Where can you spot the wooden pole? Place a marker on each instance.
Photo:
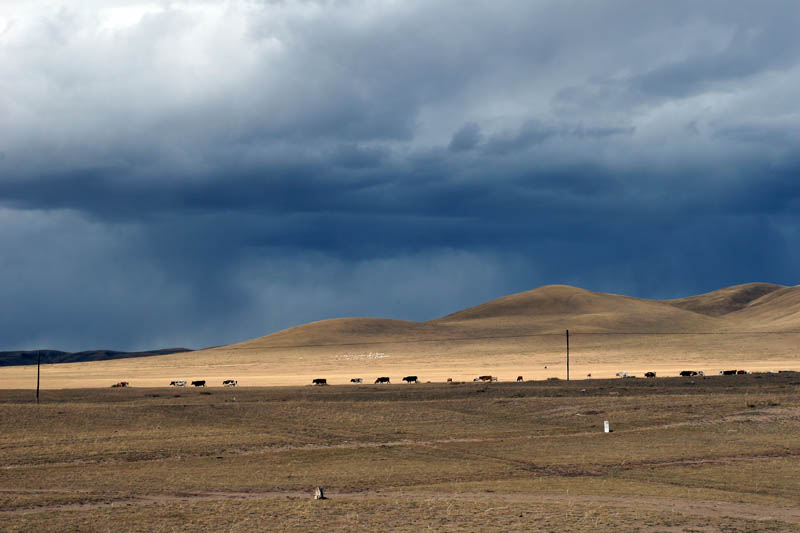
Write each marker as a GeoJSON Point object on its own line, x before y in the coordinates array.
{"type": "Point", "coordinates": [38, 371]}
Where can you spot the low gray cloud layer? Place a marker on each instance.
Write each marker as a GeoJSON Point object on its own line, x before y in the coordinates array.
{"type": "Point", "coordinates": [202, 173]}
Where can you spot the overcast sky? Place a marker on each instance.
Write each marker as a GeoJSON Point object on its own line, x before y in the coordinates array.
{"type": "Point", "coordinates": [193, 174]}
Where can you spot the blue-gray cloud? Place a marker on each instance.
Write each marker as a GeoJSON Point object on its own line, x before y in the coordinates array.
{"type": "Point", "coordinates": [192, 175]}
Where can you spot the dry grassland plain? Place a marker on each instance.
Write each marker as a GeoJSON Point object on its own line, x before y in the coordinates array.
{"type": "Point", "coordinates": [686, 454]}
{"type": "Point", "coordinates": [754, 327]}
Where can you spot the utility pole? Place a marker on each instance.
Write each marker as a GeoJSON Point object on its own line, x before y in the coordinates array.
{"type": "Point", "coordinates": [38, 370]}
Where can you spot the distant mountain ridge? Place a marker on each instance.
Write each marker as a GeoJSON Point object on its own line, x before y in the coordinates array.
{"type": "Point", "coordinates": [551, 309]}
{"type": "Point", "coordinates": [547, 310]}
{"type": "Point", "coordinates": [29, 357]}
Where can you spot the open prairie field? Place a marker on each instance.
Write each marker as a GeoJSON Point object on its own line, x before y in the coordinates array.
{"type": "Point", "coordinates": [685, 454]}
{"type": "Point", "coordinates": [754, 327]}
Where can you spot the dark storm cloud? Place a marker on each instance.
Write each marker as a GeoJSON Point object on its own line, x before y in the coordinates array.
{"type": "Point", "coordinates": [199, 174]}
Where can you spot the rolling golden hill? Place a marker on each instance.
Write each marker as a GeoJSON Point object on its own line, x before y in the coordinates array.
{"type": "Point", "coordinates": [520, 334]}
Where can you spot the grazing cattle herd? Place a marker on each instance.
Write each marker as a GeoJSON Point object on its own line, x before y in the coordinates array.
{"type": "Point", "coordinates": [415, 379]}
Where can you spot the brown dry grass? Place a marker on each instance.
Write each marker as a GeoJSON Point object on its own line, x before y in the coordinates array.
{"type": "Point", "coordinates": [685, 455]}
{"type": "Point", "coordinates": [520, 334]}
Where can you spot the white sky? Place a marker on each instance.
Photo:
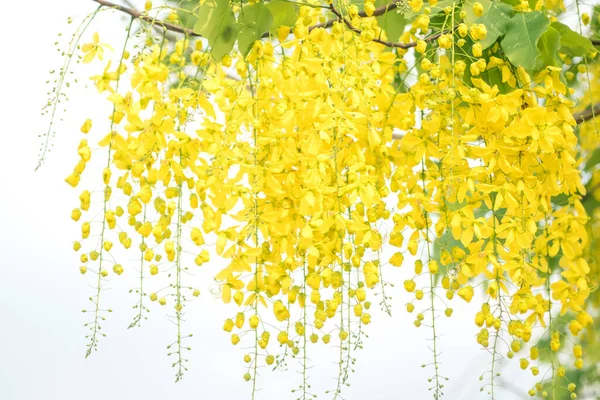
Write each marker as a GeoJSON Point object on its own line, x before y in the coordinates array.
{"type": "Point", "coordinates": [42, 341]}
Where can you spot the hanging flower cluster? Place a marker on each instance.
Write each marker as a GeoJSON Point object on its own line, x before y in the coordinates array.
{"type": "Point", "coordinates": [296, 164]}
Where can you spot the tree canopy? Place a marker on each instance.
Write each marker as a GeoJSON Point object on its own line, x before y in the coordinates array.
{"type": "Point", "coordinates": [301, 149]}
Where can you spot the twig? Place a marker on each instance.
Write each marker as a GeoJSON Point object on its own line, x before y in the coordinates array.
{"type": "Point", "coordinates": [384, 42]}
{"type": "Point", "coordinates": [586, 115]}
{"type": "Point", "coordinates": [144, 17]}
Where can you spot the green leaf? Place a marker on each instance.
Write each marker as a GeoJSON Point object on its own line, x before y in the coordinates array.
{"type": "Point", "coordinates": [593, 160]}
{"type": "Point", "coordinates": [284, 13]}
{"type": "Point", "coordinates": [495, 19]}
{"type": "Point", "coordinates": [393, 24]}
{"type": "Point", "coordinates": [548, 46]}
{"type": "Point", "coordinates": [522, 34]}
{"type": "Point", "coordinates": [572, 43]}
{"type": "Point", "coordinates": [255, 20]}
{"type": "Point", "coordinates": [216, 22]}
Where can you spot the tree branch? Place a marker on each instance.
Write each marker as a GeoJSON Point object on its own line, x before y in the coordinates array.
{"type": "Point", "coordinates": [144, 17]}
{"type": "Point", "coordinates": [580, 117]}
{"type": "Point", "coordinates": [384, 42]}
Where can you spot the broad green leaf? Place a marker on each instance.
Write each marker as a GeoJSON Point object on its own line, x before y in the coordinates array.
{"type": "Point", "coordinates": [216, 22]}
{"type": "Point", "coordinates": [495, 19]}
{"type": "Point", "coordinates": [393, 24]}
{"type": "Point", "coordinates": [572, 43]}
{"type": "Point", "coordinates": [223, 43]}
{"type": "Point", "coordinates": [255, 20]}
{"type": "Point", "coordinates": [548, 46]}
{"type": "Point", "coordinates": [522, 34]}
{"type": "Point", "coordinates": [284, 13]}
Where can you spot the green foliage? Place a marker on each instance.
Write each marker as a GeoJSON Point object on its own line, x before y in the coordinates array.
{"type": "Point", "coordinates": [254, 21]}
{"type": "Point", "coordinates": [548, 47]}
{"type": "Point", "coordinates": [392, 23]}
{"type": "Point", "coordinates": [284, 13]}
{"type": "Point", "coordinates": [572, 43]}
{"type": "Point", "coordinates": [523, 32]}
{"type": "Point", "coordinates": [495, 19]}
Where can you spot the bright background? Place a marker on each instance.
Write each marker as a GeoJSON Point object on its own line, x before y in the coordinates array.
{"type": "Point", "coordinates": [42, 293]}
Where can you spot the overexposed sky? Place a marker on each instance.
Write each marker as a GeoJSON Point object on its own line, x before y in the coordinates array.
{"type": "Point", "coordinates": [42, 293]}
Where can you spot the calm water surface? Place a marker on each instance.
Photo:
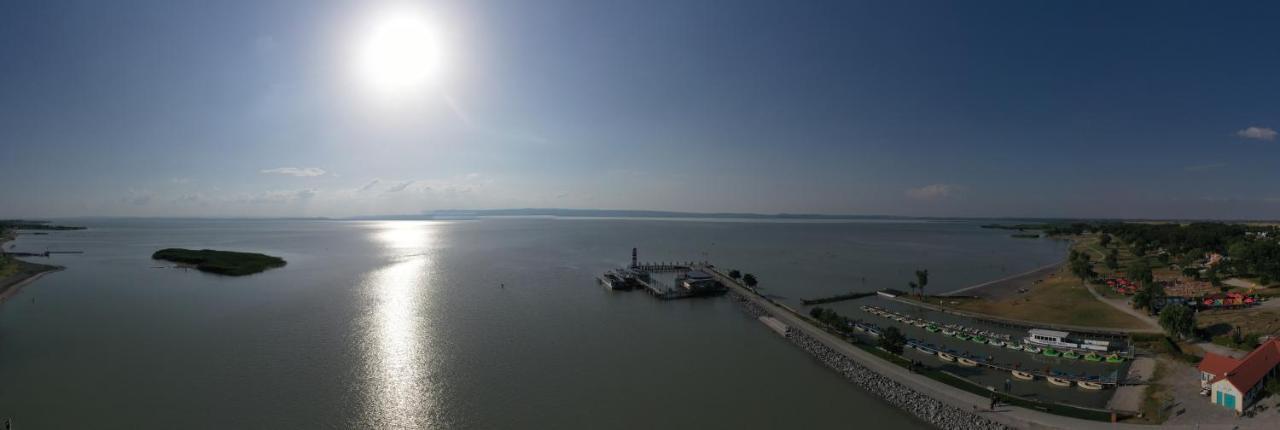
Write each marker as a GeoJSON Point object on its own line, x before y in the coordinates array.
{"type": "Point", "coordinates": [406, 324]}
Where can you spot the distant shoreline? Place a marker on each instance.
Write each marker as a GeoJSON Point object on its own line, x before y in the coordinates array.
{"type": "Point", "coordinates": [13, 284]}
{"type": "Point", "coordinates": [27, 271]}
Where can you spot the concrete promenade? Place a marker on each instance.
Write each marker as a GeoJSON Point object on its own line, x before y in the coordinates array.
{"type": "Point", "coordinates": [1008, 415]}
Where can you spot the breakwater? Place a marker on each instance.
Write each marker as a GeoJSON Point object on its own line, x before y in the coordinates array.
{"type": "Point", "coordinates": [920, 406]}
{"type": "Point", "coordinates": [835, 298]}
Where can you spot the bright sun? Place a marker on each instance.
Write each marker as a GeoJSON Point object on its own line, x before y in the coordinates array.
{"type": "Point", "coordinates": [401, 53]}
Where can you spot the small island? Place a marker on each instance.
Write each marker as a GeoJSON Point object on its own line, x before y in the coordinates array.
{"type": "Point", "coordinates": [223, 262]}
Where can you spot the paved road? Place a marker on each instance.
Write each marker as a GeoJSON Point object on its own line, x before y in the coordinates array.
{"type": "Point", "coordinates": [1008, 415]}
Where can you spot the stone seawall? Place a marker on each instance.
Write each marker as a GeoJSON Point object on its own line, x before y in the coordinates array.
{"type": "Point", "coordinates": [923, 407]}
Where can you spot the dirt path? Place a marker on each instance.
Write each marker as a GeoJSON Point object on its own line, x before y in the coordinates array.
{"type": "Point", "coordinates": [1120, 305]}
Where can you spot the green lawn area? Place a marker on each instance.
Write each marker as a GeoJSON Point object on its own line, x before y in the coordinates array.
{"type": "Point", "coordinates": [1061, 298]}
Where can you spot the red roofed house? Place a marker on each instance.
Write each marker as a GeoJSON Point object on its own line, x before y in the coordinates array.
{"type": "Point", "coordinates": [1235, 383]}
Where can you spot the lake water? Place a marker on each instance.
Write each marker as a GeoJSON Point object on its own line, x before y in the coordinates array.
{"type": "Point", "coordinates": [406, 324]}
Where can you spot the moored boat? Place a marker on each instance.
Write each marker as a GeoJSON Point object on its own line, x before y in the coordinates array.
{"type": "Point", "coordinates": [1059, 382]}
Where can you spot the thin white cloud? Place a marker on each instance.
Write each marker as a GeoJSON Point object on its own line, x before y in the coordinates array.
{"type": "Point", "coordinates": [278, 196]}
{"type": "Point", "coordinates": [935, 191]}
{"type": "Point", "coordinates": [1260, 133]}
{"type": "Point", "coordinates": [1205, 167]}
{"type": "Point", "coordinates": [400, 187]}
{"type": "Point", "coordinates": [295, 172]}
{"type": "Point", "coordinates": [138, 197]}
{"type": "Point", "coordinates": [370, 184]}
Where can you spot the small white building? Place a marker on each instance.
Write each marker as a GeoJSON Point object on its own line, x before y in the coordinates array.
{"type": "Point", "coordinates": [1235, 383]}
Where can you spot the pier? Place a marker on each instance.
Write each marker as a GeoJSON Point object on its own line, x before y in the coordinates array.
{"type": "Point", "coordinates": [690, 278]}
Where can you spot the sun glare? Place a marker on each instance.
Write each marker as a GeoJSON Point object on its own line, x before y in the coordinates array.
{"type": "Point", "coordinates": [400, 53]}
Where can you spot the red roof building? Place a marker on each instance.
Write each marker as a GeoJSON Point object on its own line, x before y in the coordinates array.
{"type": "Point", "coordinates": [1235, 383]}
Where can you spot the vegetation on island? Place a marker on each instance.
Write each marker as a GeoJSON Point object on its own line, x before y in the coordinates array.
{"type": "Point", "coordinates": [223, 262]}
{"type": "Point", "coordinates": [1015, 227]}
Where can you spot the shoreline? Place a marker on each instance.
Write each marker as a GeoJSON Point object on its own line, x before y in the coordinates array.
{"type": "Point", "coordinates": [27, 273]}
{"type": "Point", "coordinates": [920, 406]}
{"type": "Point", "coordinates": [932, 401]}
{"type": "Point", "coordinates": [21, 280]}
{"type": "Point", "coordinates": [1011, 280]}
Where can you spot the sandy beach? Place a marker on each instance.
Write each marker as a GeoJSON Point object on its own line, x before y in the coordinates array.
{"type": "Point", "coordinates": [27, 271]}
{"type": "Point", "coordinates": [1006, 287]}
{"type": "Point", "coordinates": [26, 274]}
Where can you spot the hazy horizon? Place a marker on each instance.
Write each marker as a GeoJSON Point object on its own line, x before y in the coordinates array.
{"type": "Point", "coordinates": [297, 109]}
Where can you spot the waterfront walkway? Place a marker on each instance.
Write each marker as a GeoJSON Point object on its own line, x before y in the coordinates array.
{"type": "Point", "coordinates": [1006, 415]}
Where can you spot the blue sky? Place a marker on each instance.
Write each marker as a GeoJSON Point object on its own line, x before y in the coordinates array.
{"type": "Point", "coordinates": [1160, 109]}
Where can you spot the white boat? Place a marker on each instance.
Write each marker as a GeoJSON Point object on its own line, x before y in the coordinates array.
{"type": "Point", "coordinates": [1063, 341]}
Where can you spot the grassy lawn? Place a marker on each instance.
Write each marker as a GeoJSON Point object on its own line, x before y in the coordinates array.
{"type": "Point", "coordinates": [1061, 298]}
{"type": "Point", "coordinates": [1155, 399]}
{"type": "Point", "coordinates": [1251, 321]}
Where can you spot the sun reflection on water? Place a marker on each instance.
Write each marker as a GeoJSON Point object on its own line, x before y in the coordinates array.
{"type": "Point", "coordinates": [397, 330]}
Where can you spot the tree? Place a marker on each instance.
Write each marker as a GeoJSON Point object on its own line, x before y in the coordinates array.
{"type": "Point", "coordinates": [891, 339]}
{"type": "Point", "coordinates": [1139, 270]}
{"type": "Point", "coordinates": [1112, 259]}
{"type": "Point", "coordinates": [1147, 296]}
{"type": "Point", "coordinates": [1178, 320]}
{"type": "Point", "coordinates": [1080, 265]}
{"type": "Point", "coordinates": [1191, 273]}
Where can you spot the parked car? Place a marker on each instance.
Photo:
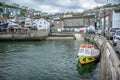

▶ [Exercise requirements]: Count the lines of the listing above that contain the string "white", treating uppercase and lowercase as different. Reply with the number only.

▶ [Task solution]: 4